## TASK DIRECTIONS
Produce as output only the lines below starting at the line with "In this exercise you will annotate the elderly" and continuing through the line with "In this exercise you will annotate the purple", each one exactly as written.

Image-grounded pointing data:
---

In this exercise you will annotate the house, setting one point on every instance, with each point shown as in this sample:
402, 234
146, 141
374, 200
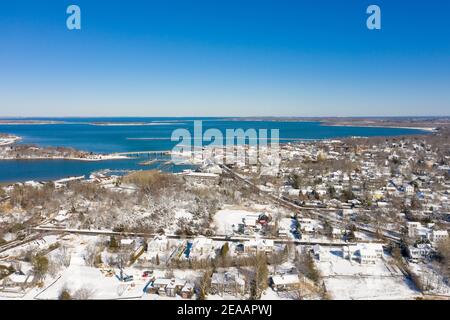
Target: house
367, 255
286, 282
187, 291
363, 252
201, 246
200, 177
321, 254
164, 286
409, 189
17, 279
227, 282
259, 245
419, 252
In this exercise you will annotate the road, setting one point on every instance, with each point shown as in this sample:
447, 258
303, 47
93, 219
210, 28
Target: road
389, 234
175, 236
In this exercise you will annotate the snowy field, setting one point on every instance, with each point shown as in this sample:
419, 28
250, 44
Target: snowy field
348, 280
227, 220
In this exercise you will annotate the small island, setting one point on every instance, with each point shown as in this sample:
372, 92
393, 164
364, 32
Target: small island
9, 150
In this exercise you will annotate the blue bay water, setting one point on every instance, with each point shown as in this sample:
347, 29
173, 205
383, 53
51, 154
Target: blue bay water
79, 133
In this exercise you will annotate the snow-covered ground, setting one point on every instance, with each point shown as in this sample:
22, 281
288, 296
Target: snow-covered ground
348, 280
227, 220
7, 140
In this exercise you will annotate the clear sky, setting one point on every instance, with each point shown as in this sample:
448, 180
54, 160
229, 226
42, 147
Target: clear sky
224, 58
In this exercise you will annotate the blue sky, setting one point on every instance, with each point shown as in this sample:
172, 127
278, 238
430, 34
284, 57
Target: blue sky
224, 58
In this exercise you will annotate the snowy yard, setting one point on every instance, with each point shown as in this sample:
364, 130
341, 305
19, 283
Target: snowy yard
347, 280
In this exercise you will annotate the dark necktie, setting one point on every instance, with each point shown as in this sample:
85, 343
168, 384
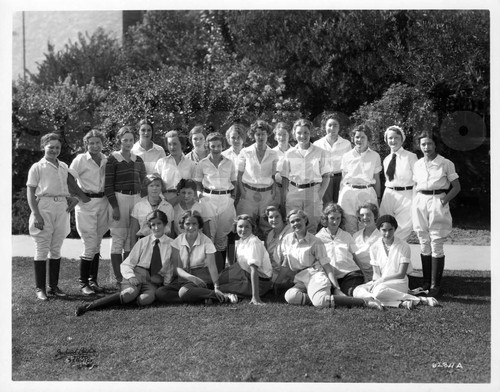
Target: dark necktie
391, 169
155, 266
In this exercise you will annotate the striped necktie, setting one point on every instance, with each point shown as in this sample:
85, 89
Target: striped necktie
155, 266
391, 168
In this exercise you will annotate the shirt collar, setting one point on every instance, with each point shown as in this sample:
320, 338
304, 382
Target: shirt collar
163, 239
50, 163
89, 157
197, 241
119, 157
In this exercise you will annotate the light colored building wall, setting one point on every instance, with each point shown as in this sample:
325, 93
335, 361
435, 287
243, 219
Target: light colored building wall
58, 28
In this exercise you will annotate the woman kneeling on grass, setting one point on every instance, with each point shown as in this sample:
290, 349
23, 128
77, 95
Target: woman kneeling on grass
306, 255
390, 257
147, 266
193, 254
250, 275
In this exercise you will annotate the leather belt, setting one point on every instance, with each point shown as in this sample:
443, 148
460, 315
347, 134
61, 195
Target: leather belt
258, 189
434, 192
95, 195
400, 188
213, 192
303, 186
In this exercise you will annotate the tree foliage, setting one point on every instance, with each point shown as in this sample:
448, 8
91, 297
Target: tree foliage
178, 68
93, 58
179, 98
400, 105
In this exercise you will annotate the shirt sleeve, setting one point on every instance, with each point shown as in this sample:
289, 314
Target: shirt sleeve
109, 181
285, 168
256, 250
158, 165
451, 174
128, 265
241, 161
378, 164
209, 245
320, 252
33, 176
135, 210
142, 171
373, 255
405, 254
198, 172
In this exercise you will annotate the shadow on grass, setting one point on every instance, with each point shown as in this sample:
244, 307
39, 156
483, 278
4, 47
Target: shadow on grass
468, 287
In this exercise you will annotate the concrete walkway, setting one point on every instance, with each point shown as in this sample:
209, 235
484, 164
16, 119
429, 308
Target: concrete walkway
458, 257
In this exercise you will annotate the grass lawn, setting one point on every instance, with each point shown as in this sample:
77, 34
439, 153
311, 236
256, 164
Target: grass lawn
273, 343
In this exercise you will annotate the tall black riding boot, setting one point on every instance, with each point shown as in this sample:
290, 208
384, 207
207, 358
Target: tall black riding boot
84, 276
94, 270
116, 260
101, 303
40, 279
437, 275
426, 270
220, 260
54, 267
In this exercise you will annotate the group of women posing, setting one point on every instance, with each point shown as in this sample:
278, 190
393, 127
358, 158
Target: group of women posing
173, 219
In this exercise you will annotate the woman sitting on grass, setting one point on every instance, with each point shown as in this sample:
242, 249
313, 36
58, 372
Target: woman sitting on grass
364, 238
187, 191
139, 226
250, 275
279, 228
340, 247
306, 255
147, 266
390, 257
194, 255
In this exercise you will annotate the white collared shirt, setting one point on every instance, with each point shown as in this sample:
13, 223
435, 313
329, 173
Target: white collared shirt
359, 169
206, 211
272, 243
363, 246
301, 254
141, 210
405, 160
171, 172
251, 251
48, 179
89, 175
150, 157
195, 256
216, 178
305, 166
232, 156
140, 256
335, 151
433, 175
340, 249
255, 173
399, 253
279, 164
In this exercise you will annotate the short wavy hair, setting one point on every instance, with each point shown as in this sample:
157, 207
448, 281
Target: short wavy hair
247, 218
370, 206
259, 125
240, 129
329, 208
93, 133
191, 214
298, 212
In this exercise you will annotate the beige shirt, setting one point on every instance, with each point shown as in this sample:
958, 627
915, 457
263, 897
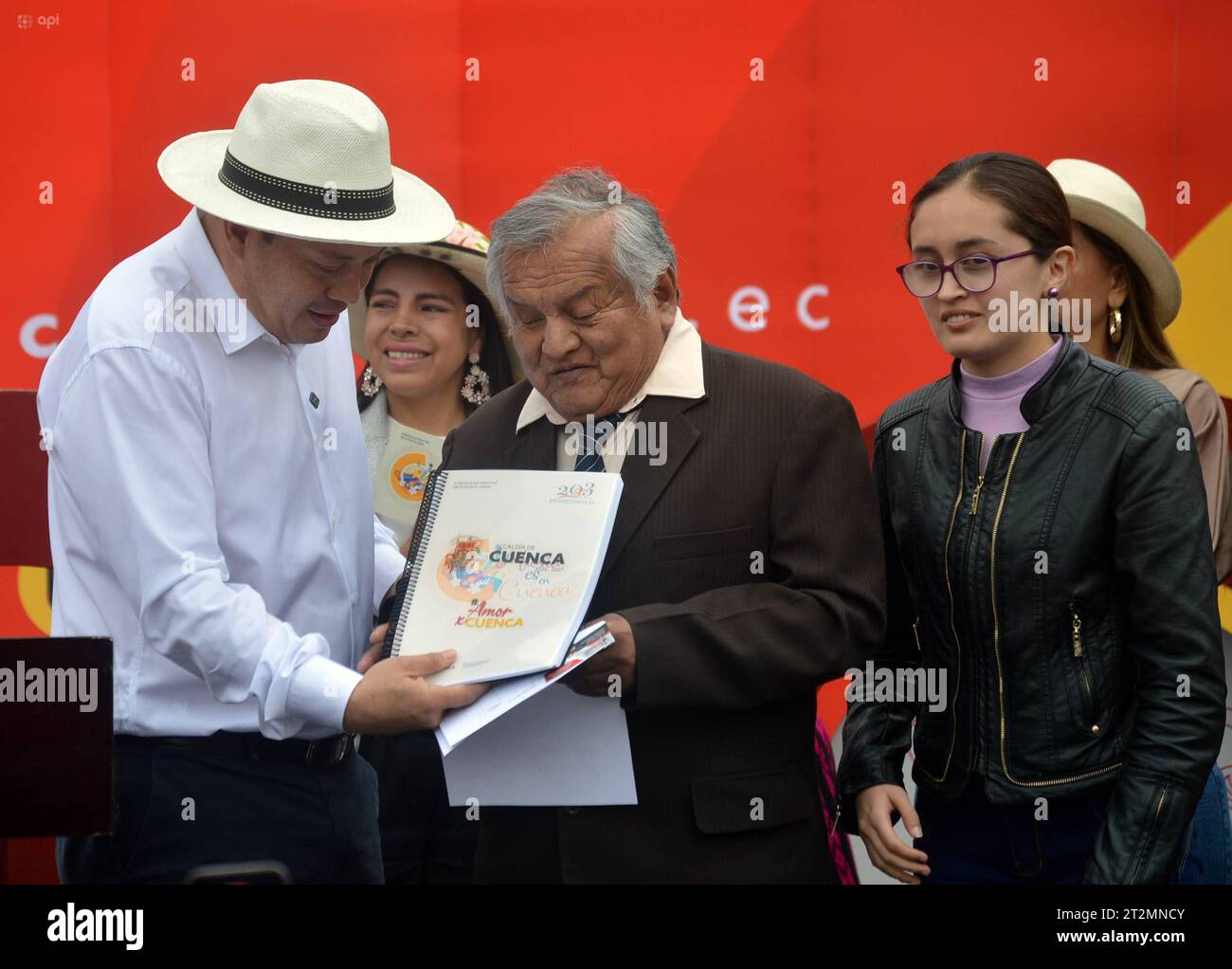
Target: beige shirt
1208, 419
677, 373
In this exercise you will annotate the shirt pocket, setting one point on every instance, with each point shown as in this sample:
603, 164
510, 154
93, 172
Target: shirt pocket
702, 544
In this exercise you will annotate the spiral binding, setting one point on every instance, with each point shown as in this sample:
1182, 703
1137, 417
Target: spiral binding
406, 591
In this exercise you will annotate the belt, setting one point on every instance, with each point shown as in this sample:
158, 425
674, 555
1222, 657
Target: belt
324, 752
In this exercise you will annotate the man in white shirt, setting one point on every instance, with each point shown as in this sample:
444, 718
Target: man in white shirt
210, 509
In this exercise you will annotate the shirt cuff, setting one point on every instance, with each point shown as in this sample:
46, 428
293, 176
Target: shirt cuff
320, 690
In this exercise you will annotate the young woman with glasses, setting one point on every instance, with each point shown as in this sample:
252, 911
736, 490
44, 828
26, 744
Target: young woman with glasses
1042, 571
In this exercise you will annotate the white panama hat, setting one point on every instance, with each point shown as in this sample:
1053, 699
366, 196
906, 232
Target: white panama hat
1101, 198
308, 159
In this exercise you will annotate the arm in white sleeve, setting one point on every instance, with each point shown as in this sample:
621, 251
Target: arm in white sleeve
390, 561
131, 448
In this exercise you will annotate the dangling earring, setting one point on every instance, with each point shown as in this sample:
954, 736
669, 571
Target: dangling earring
1052, 308
476, 389
370, 382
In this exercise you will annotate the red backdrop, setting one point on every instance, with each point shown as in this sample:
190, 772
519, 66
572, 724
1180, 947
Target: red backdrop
771, 137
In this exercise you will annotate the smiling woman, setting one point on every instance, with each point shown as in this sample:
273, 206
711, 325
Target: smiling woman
1062, 607
434, 353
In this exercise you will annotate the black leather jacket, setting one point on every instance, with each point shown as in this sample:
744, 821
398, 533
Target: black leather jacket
1070, 594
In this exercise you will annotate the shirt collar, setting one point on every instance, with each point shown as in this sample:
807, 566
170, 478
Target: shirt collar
678, 373
212, 283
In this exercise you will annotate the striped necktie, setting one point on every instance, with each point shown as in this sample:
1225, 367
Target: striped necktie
589, 459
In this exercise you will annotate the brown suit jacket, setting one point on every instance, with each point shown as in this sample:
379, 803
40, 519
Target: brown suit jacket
771, 466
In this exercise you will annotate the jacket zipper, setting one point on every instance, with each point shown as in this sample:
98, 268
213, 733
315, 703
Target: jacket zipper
949, 588
980, 481
1154, 824
1001, 681
1080, 656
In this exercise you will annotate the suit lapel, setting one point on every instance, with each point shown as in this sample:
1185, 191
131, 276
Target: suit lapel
534, 448
644, 483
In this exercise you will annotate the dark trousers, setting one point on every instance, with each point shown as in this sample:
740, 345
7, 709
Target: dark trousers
973, 841
424, 841
177, 810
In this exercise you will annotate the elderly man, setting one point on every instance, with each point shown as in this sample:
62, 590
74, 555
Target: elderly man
210, 508
744, 567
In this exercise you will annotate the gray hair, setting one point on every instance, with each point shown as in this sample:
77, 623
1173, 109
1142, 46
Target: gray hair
641, 248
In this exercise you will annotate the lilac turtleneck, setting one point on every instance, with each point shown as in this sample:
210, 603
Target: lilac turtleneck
990, 405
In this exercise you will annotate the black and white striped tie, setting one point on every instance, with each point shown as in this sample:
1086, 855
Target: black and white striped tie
589, 459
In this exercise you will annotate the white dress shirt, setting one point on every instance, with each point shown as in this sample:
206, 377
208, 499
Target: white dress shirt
678, 373
204, 512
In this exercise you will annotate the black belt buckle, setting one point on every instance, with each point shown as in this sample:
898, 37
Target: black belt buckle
328, 751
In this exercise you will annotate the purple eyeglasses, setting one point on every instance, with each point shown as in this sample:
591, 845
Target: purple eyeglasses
974, 273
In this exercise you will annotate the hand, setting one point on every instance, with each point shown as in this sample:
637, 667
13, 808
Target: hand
393, 697
886, 850
592, 677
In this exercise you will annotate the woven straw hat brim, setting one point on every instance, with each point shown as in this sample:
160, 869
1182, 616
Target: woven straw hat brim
190, 168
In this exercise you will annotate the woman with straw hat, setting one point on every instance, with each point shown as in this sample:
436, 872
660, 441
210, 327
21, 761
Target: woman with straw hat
434, 352
1134, 294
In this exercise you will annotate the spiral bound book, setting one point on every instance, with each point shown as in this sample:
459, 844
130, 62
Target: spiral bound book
500, 567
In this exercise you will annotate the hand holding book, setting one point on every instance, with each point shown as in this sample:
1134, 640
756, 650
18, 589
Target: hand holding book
394, 698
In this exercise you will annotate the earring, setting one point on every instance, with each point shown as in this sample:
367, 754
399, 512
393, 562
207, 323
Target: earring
1115, 331
476, 386
1052, 308
370, 382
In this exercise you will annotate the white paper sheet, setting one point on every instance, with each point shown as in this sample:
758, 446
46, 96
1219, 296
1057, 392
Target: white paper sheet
557, 748
460, 723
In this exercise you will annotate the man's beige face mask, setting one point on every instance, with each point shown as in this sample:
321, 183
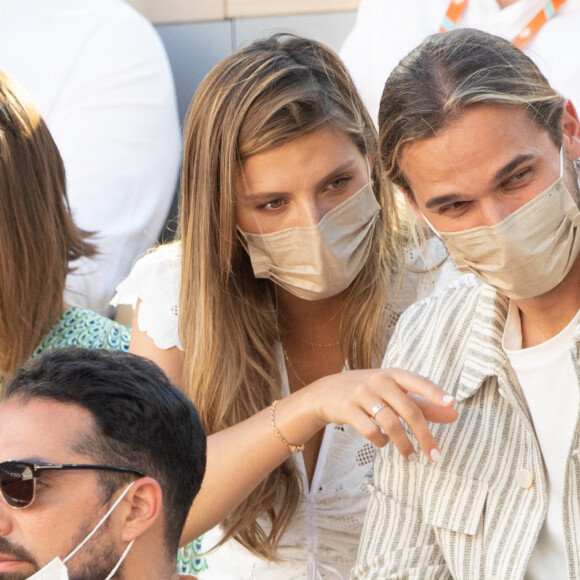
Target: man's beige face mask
529, 252
322, 260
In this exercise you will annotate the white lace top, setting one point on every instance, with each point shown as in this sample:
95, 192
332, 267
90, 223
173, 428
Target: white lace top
323, 539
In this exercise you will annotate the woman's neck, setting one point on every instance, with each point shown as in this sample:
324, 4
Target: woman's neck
504, 3
316, 321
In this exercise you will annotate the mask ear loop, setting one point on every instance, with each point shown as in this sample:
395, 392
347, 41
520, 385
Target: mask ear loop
101, 522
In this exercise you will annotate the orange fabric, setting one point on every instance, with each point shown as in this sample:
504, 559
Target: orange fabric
456, 7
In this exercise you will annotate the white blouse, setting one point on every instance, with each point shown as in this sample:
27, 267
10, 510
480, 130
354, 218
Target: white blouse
322, 540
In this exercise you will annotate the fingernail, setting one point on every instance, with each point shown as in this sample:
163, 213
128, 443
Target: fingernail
435, 455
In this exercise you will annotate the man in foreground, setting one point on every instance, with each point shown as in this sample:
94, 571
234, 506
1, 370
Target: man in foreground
483, 148
100, 459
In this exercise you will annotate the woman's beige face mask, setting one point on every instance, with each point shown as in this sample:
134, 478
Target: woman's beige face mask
319, 261
529, 252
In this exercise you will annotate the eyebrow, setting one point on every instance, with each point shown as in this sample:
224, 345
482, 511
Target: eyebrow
335, 172
499, 176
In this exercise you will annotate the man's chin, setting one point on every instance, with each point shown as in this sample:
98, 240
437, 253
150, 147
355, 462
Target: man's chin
15, 569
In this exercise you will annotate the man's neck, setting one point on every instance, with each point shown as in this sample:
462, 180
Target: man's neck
545, 316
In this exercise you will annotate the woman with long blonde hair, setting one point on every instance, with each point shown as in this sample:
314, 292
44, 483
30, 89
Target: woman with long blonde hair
39, 243
288, 270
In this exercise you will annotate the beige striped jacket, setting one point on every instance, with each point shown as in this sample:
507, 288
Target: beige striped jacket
476, 514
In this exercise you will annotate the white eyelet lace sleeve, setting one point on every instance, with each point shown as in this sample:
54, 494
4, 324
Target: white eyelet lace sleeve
155, 280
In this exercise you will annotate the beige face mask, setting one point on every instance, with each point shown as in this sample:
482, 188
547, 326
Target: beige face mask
529, 252
322, 260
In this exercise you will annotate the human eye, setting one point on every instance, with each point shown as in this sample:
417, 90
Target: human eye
338, 183
454, 208
271, 205
521, 177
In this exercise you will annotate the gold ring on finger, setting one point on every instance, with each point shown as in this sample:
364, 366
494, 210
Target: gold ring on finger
376, 409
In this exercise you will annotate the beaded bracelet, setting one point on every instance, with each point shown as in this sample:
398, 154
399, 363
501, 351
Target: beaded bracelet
293, 448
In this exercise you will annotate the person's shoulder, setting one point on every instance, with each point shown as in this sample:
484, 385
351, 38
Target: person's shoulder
460, 296
87, 329
155, 275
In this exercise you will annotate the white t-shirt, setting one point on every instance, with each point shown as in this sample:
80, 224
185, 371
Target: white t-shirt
100, 77
385, 31
548, 379
322, 540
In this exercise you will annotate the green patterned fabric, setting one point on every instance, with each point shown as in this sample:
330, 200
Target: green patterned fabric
189, 560
87, 329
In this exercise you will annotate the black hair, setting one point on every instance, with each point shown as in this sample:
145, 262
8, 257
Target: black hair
143, 421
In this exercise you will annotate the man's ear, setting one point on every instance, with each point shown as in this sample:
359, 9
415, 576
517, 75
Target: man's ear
571, 130
143, 508
411, 201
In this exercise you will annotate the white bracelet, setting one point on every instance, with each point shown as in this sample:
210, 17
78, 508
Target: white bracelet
293, 448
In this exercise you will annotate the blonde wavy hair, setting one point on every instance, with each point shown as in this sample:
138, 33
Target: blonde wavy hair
258, 98
38, 238
450, 73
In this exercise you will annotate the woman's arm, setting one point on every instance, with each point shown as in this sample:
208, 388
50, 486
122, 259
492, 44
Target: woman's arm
170, 360
241, 456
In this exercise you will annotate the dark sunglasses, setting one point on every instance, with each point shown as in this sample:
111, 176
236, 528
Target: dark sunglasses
18, 478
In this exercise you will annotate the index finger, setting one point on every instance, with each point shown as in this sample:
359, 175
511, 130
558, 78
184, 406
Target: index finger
416, 384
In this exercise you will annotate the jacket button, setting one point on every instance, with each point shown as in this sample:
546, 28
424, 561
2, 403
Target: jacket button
525, 479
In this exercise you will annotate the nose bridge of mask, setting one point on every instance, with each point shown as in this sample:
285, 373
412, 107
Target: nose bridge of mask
101, 522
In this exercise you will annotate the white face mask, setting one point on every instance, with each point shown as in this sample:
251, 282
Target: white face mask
319, 261
56, 569
529, 252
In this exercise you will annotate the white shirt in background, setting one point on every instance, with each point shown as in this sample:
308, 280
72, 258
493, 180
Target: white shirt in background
100, 77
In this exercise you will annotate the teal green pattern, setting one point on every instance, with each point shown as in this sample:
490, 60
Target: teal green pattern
189, 560
87, 329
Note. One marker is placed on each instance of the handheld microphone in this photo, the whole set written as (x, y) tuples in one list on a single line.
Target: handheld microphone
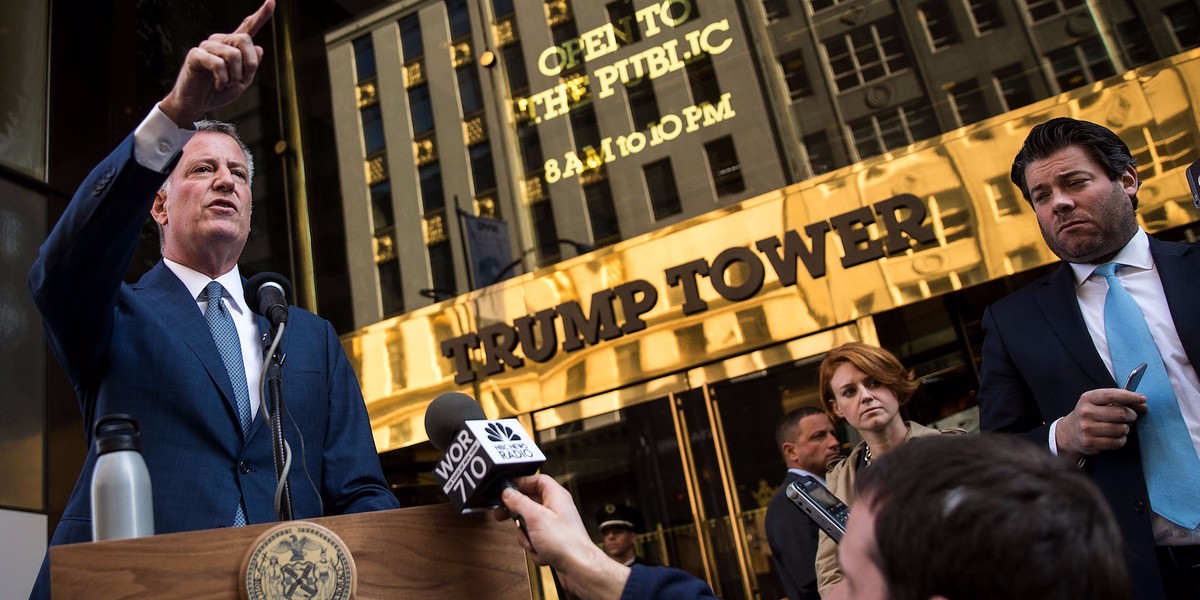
[(1194, 181), (267, 294), (480, 457)]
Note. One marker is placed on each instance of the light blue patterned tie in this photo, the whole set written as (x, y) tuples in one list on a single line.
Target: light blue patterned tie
[(225, 334), (1168, 456)]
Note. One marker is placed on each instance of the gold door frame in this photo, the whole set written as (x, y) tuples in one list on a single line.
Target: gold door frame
[(702, 378)]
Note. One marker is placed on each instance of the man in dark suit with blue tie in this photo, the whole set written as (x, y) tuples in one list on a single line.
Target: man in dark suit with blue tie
[(1059, 352), (180, 349), (808, 443)]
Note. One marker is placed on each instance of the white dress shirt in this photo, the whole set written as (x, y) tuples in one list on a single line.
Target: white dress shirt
[(156, 142), (243, 318), (1140, 279)]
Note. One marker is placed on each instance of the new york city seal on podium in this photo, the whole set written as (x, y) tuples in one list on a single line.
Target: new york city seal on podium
[(298, 561)]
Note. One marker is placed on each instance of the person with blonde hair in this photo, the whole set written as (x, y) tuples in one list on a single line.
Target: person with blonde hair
[(865, 385)]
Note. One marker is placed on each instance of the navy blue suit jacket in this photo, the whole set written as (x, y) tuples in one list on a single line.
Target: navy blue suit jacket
[(664, 583), (792, 537), (145, 349), (1038, 359)]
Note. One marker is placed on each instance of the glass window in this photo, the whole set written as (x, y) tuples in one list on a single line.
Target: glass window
[(967, 100), (1042, 10), (893, 129), (411, 37), (531, 148), (390, 291), (625, 28), (442, 268), (514, 65), (702, 81), (564, 31), (468, 89), (987, 16), (1185, 23), (432, 195), (939, 24), (660, 185), (372, 130), (460, 18), (867, 53), (601, 213), (643, 105), (1014, 87), (545, 231), (583, 125), (797, 77), (421, 108), (1079, 65), (723, 163), (820, 150), (775, 10), (1135, 43), (481, 168), (502, 7), (381, 205), (364, 57)]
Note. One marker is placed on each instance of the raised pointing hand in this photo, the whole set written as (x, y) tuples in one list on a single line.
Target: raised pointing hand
[(217, 71)]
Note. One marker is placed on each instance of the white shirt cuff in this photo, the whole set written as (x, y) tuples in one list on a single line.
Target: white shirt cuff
[(1054, 443), (157, 141), (1054, 437)]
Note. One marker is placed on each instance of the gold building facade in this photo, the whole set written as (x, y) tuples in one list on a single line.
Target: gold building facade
[(871, 203)]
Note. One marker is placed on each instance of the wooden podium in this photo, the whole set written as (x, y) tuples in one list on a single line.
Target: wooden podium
[(425, 552)]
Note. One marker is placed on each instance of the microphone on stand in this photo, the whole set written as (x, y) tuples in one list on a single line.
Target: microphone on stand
[(267, 294), (480, 457)]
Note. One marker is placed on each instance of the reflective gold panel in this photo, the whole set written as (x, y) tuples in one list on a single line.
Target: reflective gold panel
[(435, 229), (367, 94), (737, 286), (460, 54), (377, 169), (414, 75), (505, 33)]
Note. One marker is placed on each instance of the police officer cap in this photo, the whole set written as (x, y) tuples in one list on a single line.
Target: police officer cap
[(619, 515)]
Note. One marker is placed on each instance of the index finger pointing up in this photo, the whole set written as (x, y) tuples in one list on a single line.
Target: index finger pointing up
[(251, 24)]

---

## PROBLEM SOLUTION
In this exercise you will annotate the elderly man, setting one point on every instance, with each point shown as in this sample:
62, 590
74, 555
Target: elderly man
210, 508
744, 567
In this exercise you will annotate the gray hair, setting one point on every instance, with each point shown as in this sample:
77, 623
1173, 109
1142, 46
Target: gray hair
641, 248
In this exercise you will annotate the lilac turtleneck, setting one point on every instance, with each point shown as in this sample:
210, 603
Target: lilac turtleneck
990, 405
In this exercise you will annotate the black and white striped tie, setting one point on every instance, with each point shown as in this sample:
1086, 855
Target: black and white striped tie
589, 459
In this exercise you will annotate the white dress shirt, setting one point on every instance, with each point shown as in this sample:
206, 377
208, 499
Target: white dress shirt
678, 373
204, 512
In this exercise you will annotate the black belt buckle, setting one point on every instance, with each point shown as in this sample:
898, 37
Target: black belt buckle
328, 751
In this exercise you will annotate the purple eyeglasses, setting one point on every instance, with each point shown as in this sample:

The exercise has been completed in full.